_Problem details_
Reproduce every one of the items below word for word, keeping each line in its original order.

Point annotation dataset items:
***
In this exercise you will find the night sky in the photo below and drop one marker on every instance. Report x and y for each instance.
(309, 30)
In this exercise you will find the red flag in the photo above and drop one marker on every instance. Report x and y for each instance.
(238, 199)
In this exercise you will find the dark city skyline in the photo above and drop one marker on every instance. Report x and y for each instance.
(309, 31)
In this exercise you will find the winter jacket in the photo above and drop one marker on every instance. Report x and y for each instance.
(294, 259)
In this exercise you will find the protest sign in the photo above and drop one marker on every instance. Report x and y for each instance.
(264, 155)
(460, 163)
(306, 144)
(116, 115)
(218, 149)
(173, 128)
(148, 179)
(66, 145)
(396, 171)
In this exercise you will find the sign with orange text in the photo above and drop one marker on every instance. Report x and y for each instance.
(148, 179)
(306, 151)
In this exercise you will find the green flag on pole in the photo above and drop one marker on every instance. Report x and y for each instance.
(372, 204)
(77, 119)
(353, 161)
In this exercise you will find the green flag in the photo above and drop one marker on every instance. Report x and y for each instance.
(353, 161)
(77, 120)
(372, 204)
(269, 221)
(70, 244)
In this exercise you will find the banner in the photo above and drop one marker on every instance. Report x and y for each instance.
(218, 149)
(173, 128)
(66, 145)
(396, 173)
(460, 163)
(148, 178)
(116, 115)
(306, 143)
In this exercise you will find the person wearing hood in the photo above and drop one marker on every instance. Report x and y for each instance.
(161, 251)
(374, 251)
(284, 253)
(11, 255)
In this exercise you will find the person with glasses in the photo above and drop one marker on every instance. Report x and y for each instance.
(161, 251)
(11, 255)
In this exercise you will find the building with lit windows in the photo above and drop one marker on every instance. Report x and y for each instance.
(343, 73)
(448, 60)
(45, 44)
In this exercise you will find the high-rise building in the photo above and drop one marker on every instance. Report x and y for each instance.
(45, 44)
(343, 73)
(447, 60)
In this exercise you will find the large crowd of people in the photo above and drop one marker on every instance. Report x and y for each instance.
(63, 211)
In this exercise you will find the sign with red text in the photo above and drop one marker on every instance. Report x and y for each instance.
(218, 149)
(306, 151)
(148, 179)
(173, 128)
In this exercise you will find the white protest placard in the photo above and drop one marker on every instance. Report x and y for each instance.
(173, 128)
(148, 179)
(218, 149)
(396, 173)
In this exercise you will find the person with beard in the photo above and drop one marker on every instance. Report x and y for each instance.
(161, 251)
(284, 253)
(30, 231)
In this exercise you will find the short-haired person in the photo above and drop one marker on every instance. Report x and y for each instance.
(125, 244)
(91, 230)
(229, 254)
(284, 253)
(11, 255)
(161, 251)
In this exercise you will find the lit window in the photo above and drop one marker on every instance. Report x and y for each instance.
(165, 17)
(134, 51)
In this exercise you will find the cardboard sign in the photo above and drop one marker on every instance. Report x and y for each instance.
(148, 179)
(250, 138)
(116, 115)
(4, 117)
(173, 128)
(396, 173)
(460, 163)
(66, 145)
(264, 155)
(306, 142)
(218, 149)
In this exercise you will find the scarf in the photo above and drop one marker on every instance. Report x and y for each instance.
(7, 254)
***
_Task result_
In this exercise you will find the night sky in the photo below and drop one marker on every instance. Report x and y for each instance.
(309, 30)
In this exercise you will find the red flag in the photo above and drop one marker on every instance. Report x and y for each instance.
(238, 199)
In this exercise you will find the dark city skyline in the photo above and drop one marker on every instance. Report x and y for each instance.
(309, 31)
In this exercise you will find the winter jacket in the photo above and drop one marker on every instance. Report x and y for each instance.
(294, 259)
In this exercise you will find the protest sign in the photo above and drop one marker on every instance. Report x and y for each instance.
(264, 155)
(460, 163)
(306, 144)
(116, 115)
(218, 149)
(173, 128)
(148, 179)
(66, 145)
(396, 171)
In this exercise you will find the sign with orange text in the photo above and drop one marker on every instance. Report x and y for each instance.
(148, 179)
(306, 151)
In this exercise you will find the green flag on pole in the photo above and drop one marker on every instance. Report x and y for each instance.
(372, 204)
(77, 119)
(353, 161)
In this exercise you will find the green flag in the photo above and drop one marker on every instance. Report x and y for each instance.
(353, 161)
(77, 120)
(372, 204)
(269, 221)
(70, 244)
In this exercise you will find the banner in the photo above and drop one marker on every instance. Report x and y for each instance.
(218, 149)
(173, 128)
(66, 145)
(396, 173)
(460, 163)
(148, 178)
(116, 115)
(306, 143)
In this exercise you will find the person wearing hood in the photo above and drop one marker on every instance. Report x and y for each instance.
(161, 251)
(374, 251)
(284, 253)
(11, 255)
In this exercise you will find the person with glasses in the photo above and drop one marker on every instance. Report x and y for each instance.
(161, 251)
(11, 255)
In this exercise you will find the building with lit windows in the photo above and drop one marker on every instance. Report x and y for each instance.
(343, 73)
(448, 60)
(45, 44)
In this exercise you will find the high-rise building in the photo above and drop one marker on every instance. Report x and y for each instance.
(45, 44)
(343, 73)
(447, 60)
In this exercise you will find the large crowd of people in the photo above and drop one marker on every instance. Report x and y for each instance.
(63, 211)
In this exercise you will find the sign with red text in the photo above and drop one marker on every instance. Report x and y for each instance.
(218, 149)
(306, 151)
(148, 179)
(173, 128)
In this exercise you will find the white protest placard in the photo above and drop one marker on every instance. Report x and y for each instance.
(173, 128)
(148, 179)
(218, 149)
(396, 173)
In this exercise you will find the person with beard in the photo above and drop one marker on every instance. Report x and y for each instance.
(161, 251)
(284, 253)
(30, 231)
In this exercise you will find the short-haired person in the photo above and drop one marker on every instance. Report x and y for each instance.
(125, 244)
(91, 230)
(229, 254)
(284, 253)
(11, 255)
(161, 251)
In this exercise you will find the lit window in the photo above and drop one marker on every instance. Report x and y for each instance.
(165, 17)
(134, 51)
In this exercise you will find the cardboard sign in the photo above and drop one marker on every instance. Report x and y for each instance.
(148, 179)
(250, 138)
(116, 115)
(4, 117)
(173, 128)
(396, 173)
(460, 163)
(66, 145)
(264, 155)
(306, 142)
(218, 149)
In this exercise you will find the scarf in the photo above and drop one marker on every instance. Report x and y for each instance.
(7, 254)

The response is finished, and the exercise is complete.